Exercise:
Set out every line of the records below as a numbered list, skipping any blank lines and leaving the pictures out.

Records provided:
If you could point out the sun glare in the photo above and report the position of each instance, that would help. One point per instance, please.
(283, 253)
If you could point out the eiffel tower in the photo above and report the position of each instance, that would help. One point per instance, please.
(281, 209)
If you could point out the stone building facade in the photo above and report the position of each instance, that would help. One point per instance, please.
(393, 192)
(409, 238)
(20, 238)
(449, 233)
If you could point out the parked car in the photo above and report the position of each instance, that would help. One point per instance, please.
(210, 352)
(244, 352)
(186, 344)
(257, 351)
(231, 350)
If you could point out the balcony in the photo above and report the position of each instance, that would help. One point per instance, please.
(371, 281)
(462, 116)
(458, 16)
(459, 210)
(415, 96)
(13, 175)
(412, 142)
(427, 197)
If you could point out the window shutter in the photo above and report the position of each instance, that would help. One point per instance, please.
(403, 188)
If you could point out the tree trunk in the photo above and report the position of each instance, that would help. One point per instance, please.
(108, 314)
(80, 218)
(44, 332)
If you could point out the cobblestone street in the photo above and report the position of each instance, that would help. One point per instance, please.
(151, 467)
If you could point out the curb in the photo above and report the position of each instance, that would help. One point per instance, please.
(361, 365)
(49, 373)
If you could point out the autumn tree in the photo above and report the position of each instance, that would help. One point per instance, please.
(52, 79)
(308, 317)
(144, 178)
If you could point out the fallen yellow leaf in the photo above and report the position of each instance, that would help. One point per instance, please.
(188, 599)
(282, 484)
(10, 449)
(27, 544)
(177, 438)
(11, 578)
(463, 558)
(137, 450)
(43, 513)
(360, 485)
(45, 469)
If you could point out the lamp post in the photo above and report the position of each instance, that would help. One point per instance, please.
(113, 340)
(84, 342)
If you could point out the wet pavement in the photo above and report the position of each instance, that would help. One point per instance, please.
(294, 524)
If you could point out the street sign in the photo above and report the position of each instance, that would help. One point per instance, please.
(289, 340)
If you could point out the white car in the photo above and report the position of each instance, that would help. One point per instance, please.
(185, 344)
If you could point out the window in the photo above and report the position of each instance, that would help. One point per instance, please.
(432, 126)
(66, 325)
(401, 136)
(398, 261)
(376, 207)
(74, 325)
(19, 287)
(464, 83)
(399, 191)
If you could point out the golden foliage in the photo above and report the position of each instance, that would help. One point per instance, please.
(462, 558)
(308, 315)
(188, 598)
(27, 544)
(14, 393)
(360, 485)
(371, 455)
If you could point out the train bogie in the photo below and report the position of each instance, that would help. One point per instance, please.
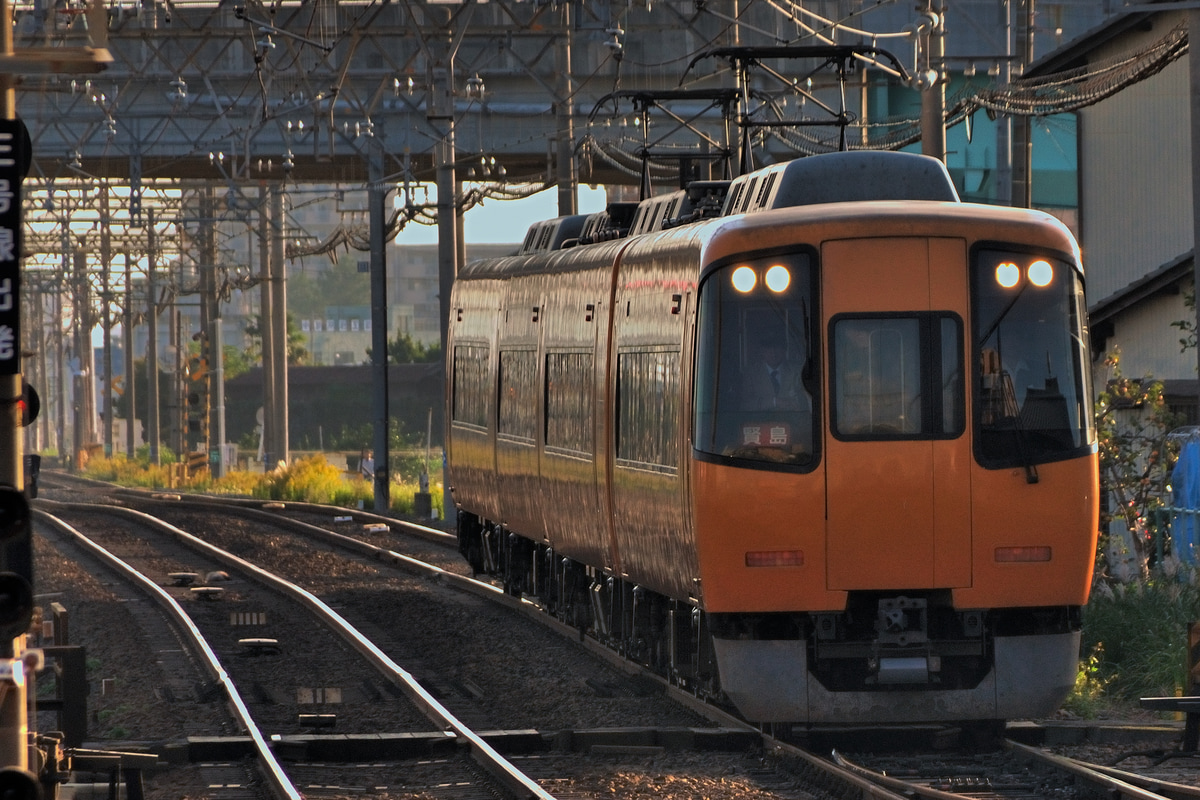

Expected answer:
1. If you could point out the sun glare in the photo above and report the position of each instance, that would help. One point per instance, please.
2. (283, 253)
3. If you could point out the eiffel tower in the photo above and report the position of each instance, that would help. One point per instance, please.
4. (281, 209)
5. If you could point out the stone building facade in the photo above and report the position of each instance, that would help. One point per instance, please.
6. (393, 192)
7. (409, 238)
8. (20, 238)
9. (449, 233)
10. If you could point out the parked car in the photo above and report the position of each instance, that would help. One point per instance, please.
11. (210, 352)
12. (244, 352)
13. (186, 344)
14. (257, 351)
15. (231, 350)
16. If you could point out the balcony in the photo above and report the position of each instance, that would help. One point per instance, please.
17. (371, 281)
18. (462, 116)
19. (458, 16)
20. (459, 210)
21. (415, 96)
22. (13, 175)
23. (412, 142)
24. (427, 197)
25. If you could point out the window shutter in the photo above and report the position of each instance, that would help. One point per instance, please.
26. (403, 188)
27. If you could point out the tree trunk in the photo above and report the position of each instance, that would help. One point per instance, please.
28. (108, 314)
29. (80, 218)
30. (44, 332)
31. If you could point out the cobblestone street in the photo above and report the position of each instance, that would help. One point per instance, please.
32. (151, 467)
33. If you could point out the curb in the photo above and report the position of each instance, that would help. One point per instance, please.
34. (361, 365)
35. (49, 373)
36. If you could point out the autumn tree in the photo above and report the position of each instance, that would help. One point per instance, please.
37. (52, 79)
38. (308, 317)
39. (144, 178)
40. If you could point out the fallen yellow leaf in the photo above and report the position of each instance, that would help. One point per instance, please.
41. (188, 599)
42. (282, 484)
43. (10, 449)
44. (27, 544)
45. (177, 438)
46. (11, 578)
47. (463, 558)
48. (137, 450)
49. (43, 513)
50. (360, 485)
51. (45, 469)
52. If you could point out the lamp post in the photo above and report the position of each instance, that would help. One point per instance, please.
53. (113, 340)
54. (84, 342)
55. If you could point out the wet pavement in the photo above and report the position of each instance, that would help. One point per instance, please.
56. (294, 524)
57. If you could point out the street sign in the photo above and report the position of each instance, that would help. One point per instance, please.
58. (289, 340)
59. If you could point out the white car in the photo above and report the position of each instance, that would help. One point per instance, please.
60. (185, 344)
61. If you could point out the window in the photo above and report the position of each instance, that would help. One point per instance, please.
62. (432, 126)
63. (66, 325)
64. (401, 136)
65. (398, 261)
66. (376, 207)
67. (74, 325)
68. (19, 287)
69. (464, 83)
70. (399, 191)
71. If you could point out the golden foliage in the photo above and report the position of each instance, that would help. One point per instance, please.
72. (462, 558)
73. (308, 315)
74. (188, 598)
75. (27, 544)
76. (14, 393)
77. (360, 485)
78. (371, 455)
79. If you could point out the train bogie in the photo below and report the position of each instance, that would help. One point per instance, please.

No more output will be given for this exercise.